### Selected excerpt
----------------
But he saved even stronger language for the stage at a launch event in New York on Tuesday, when he exhorted the wireless industry to "stop the bullshit."

Under T-Mobile's new Simple Choice plan, every pricing tier gives customers unlimited talk, text, and data for a flat monthly rate – though how much high-speed data they can use depends on how much they pay.

The basic rate costs $50 per month and comes with 500MB of high-speed data (either HSPA+ or LTE, depending on equipment and coverage area). After those 500MB are used up, the carrier will throttle the data rate down to 2G speeds for the remainder of the billing cycle.

Customers who want more high-speed data can pay an additional $10 per month to get 2.5GB, or for an additional $20 per month they can get unlimited data.

The new rate plans also do away with the subsidized handsets that are typical of two-year carrier contracts, meaning T-Mobile customers will have to pay full price for their phones.

The change won't mean much for how most customers shop for phones, though, because T-Mobile will offer payment plans to customers who pass a credit check, allowing them to add the price of the phone to their wireless bill in monthly increments over two years. That's more or less what the other carriers do, too; they're just not up-front about it.

The difference, according to Legere, is that T-Mobile customers are never tied to the carrier's network. If they don't like the service, they can leave at any time – provided, of course, they pay off the phone.
----------------
### What needs to be done
Copy the article on T-Mobile's Simple Choice plan between "The new rate" and "up-front about it.", inclusive, changing "payment plans" to "installment plans".

### Given information
----------------
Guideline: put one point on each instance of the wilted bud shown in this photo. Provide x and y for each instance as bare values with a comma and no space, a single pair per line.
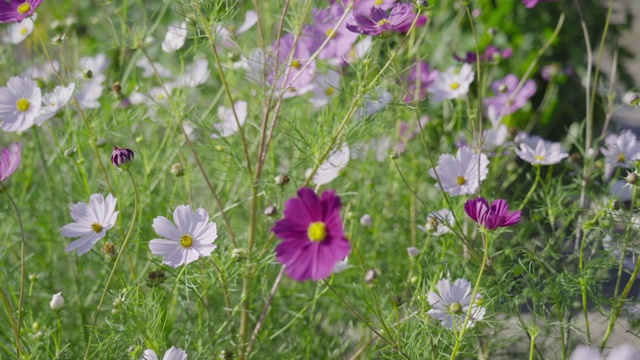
57,302
271,211
109,250
121,158
155,278
239,254
370,275
177,169
413,251
282,180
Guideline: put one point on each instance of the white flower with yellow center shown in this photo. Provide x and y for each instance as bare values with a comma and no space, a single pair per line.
92,221
20,104
190,238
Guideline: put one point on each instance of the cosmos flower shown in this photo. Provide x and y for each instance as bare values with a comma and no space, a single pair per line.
17,32
173,353
453,83
92,221
313,240
228,125
20,104
190,238
450,304
10,160
506,100
17,10
419,79
491,217
175,38
462,174
379,21
545,153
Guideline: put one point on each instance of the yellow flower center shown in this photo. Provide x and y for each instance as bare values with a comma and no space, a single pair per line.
23,104
24,8
382,22
96,227
455,308
186,241
317,231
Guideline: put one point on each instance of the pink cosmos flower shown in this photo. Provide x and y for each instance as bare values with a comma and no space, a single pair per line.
491,217
10,160
531,3
17,10
379,21
313,240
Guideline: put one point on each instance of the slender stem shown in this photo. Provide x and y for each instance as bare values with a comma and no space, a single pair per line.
115,263
22,270
533,188
467,318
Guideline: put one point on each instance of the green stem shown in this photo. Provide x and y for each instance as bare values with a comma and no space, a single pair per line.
533,188
115,263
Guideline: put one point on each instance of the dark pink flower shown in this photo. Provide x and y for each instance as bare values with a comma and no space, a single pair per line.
10,160
17,10
531,3
379,21
313,240
491,217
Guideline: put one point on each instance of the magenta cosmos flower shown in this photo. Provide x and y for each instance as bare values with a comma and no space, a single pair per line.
313,240
17,10
10,160
379,21
491,217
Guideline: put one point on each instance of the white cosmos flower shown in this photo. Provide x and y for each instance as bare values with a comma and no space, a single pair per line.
17,32
453,83
172,354
330,169
20,104
325,89
92,221
228,125
174,40
462,174
544,153
194,75
53,102
438,222
190,238
451,302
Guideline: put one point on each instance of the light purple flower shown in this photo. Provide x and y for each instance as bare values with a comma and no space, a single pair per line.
313,239
420,77
531,3
379,21
491,217
341,40
17,10
10,160
506,100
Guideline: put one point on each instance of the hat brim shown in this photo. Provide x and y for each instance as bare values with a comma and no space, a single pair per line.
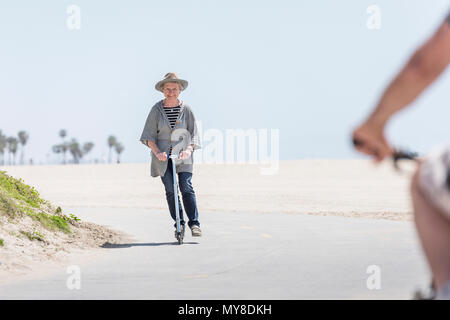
181,82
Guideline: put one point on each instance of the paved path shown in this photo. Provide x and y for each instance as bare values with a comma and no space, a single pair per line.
240,256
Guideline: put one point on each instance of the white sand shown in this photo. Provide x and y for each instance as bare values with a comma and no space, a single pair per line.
355,188
286,238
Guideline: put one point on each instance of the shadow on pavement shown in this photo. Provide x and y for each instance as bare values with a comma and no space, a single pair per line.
152,244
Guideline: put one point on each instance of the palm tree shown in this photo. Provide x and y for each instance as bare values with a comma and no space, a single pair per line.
64,146
3,144
119,148
111,143
74,148
62,133
87,147
13,142
23,138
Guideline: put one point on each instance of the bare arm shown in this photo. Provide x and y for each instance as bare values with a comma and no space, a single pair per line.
424,67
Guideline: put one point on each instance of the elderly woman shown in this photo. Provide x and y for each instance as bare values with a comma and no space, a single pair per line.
168,121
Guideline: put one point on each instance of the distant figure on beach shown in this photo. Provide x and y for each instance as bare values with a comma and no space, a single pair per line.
168,120
431,183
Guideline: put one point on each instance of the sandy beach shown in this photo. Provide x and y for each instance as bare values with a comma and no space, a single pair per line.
330,218
353,188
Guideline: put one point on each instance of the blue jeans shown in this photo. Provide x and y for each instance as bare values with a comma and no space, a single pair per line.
187,191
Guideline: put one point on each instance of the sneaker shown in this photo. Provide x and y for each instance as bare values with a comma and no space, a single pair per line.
196,232
182,231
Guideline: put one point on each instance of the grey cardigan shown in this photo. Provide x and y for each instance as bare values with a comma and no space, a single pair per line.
157,129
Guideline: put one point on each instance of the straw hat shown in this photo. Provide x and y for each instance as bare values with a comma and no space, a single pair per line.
171,77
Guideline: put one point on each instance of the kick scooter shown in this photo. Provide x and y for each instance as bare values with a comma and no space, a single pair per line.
179,233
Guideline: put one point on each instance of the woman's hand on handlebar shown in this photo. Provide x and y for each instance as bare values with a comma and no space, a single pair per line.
369,139
162,156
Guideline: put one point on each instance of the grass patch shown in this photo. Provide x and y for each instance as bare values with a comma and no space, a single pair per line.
17,189
19,199
51,222
8,206
33,236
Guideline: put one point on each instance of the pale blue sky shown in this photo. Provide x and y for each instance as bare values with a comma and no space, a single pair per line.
309,68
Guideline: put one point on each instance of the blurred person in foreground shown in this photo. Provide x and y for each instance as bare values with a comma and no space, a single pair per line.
430,187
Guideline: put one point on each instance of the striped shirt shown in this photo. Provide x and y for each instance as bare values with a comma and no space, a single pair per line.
172,114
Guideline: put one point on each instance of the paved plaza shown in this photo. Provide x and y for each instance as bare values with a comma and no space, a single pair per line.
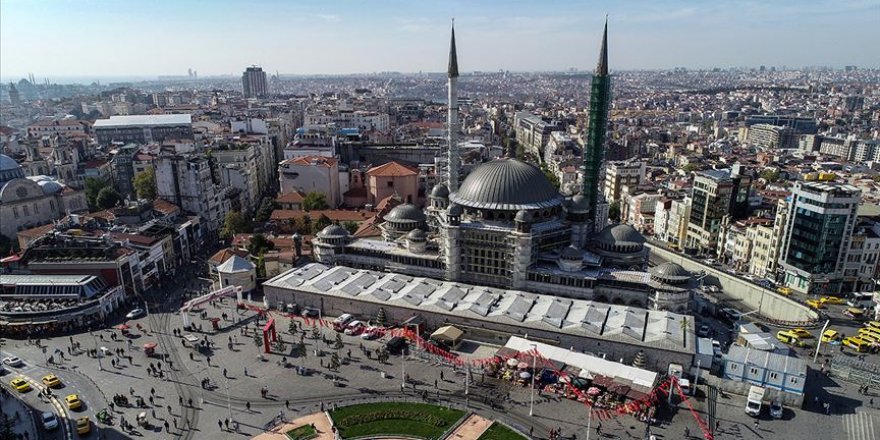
192,394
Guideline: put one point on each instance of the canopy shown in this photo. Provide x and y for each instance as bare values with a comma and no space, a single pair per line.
448,334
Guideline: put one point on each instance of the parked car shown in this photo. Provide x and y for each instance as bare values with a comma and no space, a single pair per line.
50,421
13,361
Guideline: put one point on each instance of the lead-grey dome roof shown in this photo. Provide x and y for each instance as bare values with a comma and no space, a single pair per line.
333,231
670,270
507,184
406,213
620,235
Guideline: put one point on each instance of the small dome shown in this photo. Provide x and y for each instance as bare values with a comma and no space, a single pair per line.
406,213
523,216
578,205
670,271
416,235
333,231
440,191
572,253
617,235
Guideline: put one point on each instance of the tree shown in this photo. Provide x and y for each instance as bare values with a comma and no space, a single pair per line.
322,222
614,211
93,186
259,245
234,223
313,201
350,226
107,198
145,184
265,210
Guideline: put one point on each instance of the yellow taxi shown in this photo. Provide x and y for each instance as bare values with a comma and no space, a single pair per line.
830,335
832,300
20,385
51,380
801,333
868,336
73,401
83,425
854,342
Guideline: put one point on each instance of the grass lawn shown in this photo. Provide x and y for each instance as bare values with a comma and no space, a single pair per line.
302,433
411,419
500,432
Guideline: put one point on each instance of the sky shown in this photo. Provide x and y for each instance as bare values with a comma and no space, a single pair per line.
105,39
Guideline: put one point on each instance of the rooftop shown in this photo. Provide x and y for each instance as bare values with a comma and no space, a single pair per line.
649,328
142,120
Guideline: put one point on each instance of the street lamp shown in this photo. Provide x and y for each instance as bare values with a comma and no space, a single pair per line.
532,399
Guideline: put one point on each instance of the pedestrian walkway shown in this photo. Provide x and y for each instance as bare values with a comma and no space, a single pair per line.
320,420
472,428
860,426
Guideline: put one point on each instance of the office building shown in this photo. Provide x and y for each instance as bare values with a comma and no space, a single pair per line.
819,226
143,129
717,193
253,83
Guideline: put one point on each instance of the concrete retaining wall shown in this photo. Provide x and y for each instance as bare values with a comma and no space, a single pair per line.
770,304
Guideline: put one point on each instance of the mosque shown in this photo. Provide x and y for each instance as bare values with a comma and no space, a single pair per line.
505,225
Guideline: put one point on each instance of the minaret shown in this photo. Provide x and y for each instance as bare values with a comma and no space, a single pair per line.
453,160
594,150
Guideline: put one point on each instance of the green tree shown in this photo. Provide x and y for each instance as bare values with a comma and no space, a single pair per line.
93,186
551,176
350,226
234,223
614,211
145,184
314,201
107,198
259,245
265,210
322,222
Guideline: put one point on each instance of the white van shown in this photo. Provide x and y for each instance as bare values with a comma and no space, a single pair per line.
754,401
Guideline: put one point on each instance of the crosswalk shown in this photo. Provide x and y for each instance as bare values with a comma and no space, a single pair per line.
861,426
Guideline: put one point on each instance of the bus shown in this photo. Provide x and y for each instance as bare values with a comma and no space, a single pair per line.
861,299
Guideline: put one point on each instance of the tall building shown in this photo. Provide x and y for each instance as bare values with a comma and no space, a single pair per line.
454,159
594,149
253,82
717,193
819,226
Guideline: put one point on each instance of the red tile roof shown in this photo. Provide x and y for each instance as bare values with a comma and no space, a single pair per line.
392,169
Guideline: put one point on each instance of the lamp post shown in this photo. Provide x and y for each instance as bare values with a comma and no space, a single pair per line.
97,354
532,399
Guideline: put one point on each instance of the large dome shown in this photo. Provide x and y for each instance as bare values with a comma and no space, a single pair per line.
507,184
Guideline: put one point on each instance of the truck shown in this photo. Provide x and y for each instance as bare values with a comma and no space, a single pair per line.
754,401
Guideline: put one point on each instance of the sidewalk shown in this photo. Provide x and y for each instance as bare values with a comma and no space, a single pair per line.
25,426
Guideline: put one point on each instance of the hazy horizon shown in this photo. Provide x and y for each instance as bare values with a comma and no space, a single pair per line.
141,41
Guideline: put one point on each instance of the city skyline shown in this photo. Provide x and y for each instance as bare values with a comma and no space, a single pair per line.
224,39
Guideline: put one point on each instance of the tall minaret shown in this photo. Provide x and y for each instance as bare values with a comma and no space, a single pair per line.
453,160
594,149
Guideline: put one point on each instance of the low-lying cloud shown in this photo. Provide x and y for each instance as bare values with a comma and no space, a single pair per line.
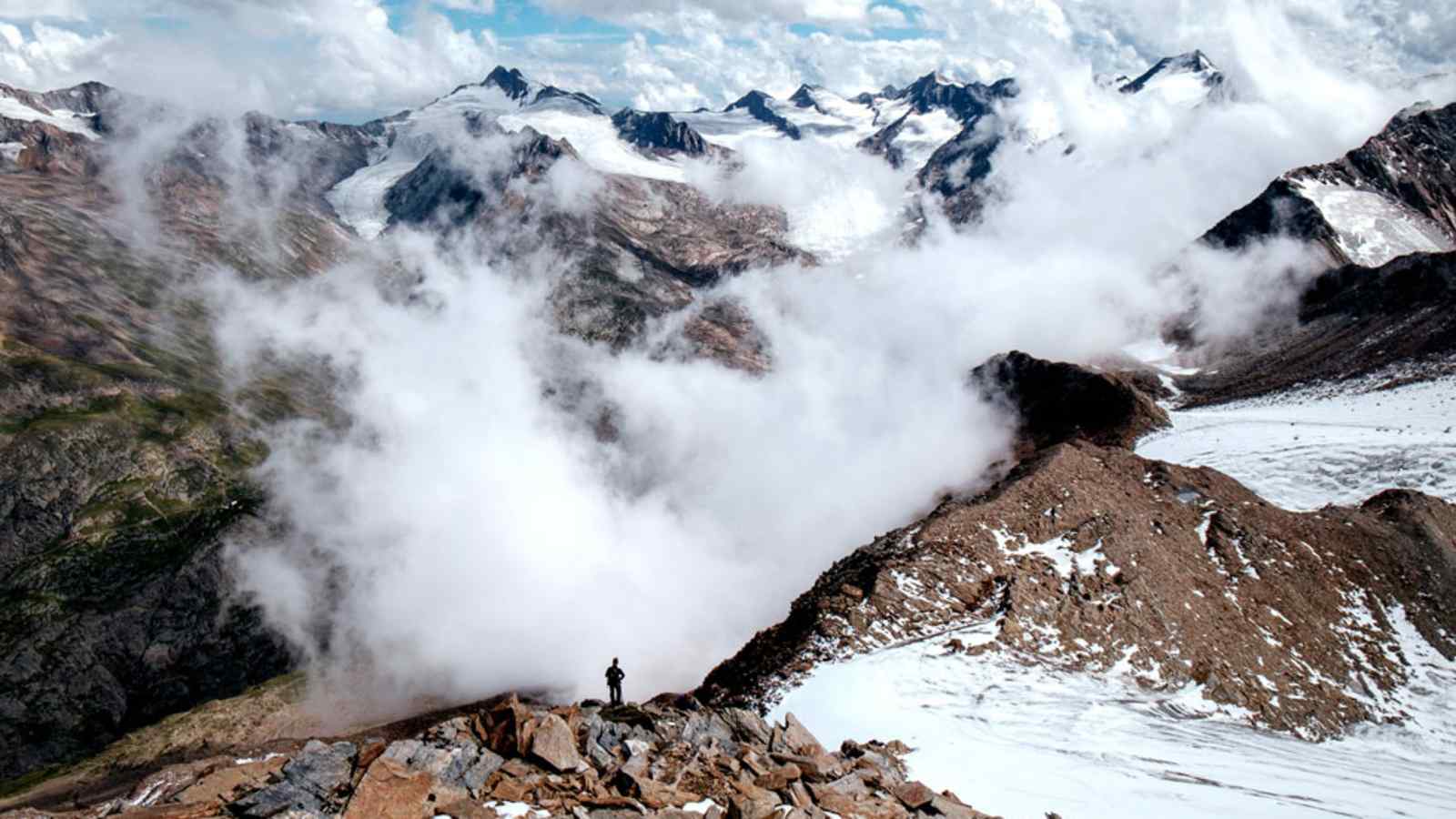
----------------
### Result
The new rate plans also do away with the subsidized handsets that are typical of two-year carrier contracts, meaning T-Mobile customers will have to pay full price for their phones.

The change won't mean much for how most customers shop for phones, though, because T-Mobile will offer installment plans to customers who pass a credit check, allowing them to add the price of the phone to their wireless bill in monthly increments over two years. That's more or less what the other carriers do, too; they're just not up-front about it.